Start of Records supplied
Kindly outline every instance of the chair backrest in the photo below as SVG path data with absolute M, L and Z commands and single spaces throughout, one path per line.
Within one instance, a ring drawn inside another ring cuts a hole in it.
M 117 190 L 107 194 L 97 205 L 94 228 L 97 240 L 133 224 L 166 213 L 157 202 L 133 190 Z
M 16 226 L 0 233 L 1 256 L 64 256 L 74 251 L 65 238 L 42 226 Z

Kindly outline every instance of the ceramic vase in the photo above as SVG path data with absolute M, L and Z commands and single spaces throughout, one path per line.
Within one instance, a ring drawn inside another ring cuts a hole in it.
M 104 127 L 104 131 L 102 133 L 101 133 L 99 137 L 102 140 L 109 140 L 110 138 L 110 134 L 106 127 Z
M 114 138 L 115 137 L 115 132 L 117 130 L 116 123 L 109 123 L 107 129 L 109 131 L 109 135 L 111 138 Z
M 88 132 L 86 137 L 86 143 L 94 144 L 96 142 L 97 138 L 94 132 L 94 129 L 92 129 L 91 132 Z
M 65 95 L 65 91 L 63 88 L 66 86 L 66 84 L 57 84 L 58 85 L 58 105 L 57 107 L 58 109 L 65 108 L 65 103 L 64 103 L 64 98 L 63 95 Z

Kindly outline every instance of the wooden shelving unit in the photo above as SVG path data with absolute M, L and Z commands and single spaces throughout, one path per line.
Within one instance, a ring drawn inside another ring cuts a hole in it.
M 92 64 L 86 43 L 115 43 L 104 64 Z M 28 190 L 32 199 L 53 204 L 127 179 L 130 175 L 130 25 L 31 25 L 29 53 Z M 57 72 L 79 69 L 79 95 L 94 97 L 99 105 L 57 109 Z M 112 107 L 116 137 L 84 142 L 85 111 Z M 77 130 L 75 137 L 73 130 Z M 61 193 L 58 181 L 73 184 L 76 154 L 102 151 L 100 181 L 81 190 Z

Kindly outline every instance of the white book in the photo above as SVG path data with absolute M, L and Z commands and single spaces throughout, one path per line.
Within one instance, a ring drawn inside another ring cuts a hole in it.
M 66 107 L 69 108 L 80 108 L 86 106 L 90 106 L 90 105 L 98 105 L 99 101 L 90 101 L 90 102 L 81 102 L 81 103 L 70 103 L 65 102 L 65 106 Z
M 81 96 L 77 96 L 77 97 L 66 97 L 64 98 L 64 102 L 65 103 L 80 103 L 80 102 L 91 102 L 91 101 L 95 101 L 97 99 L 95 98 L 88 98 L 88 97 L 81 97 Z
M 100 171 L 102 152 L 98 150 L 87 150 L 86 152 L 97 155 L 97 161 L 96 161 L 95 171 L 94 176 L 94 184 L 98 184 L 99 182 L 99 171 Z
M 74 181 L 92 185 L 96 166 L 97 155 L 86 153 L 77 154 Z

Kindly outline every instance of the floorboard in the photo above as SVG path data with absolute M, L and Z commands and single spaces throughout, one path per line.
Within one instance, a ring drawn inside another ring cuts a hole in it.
End of Records supplied
**Problem description:** Please reproduce the records verbatim, starting at the line that contains "Kindly outline every instance of the floorboard" and ending at the last line of the records.

**The reply:**
Kindly outline every instance of the floorboard in the photo above as SVG path data with absolute M, L and Z commands and single spaces throughout, one path per line.
Within one instance, a ring drawn inside another ring cuts a hole in it.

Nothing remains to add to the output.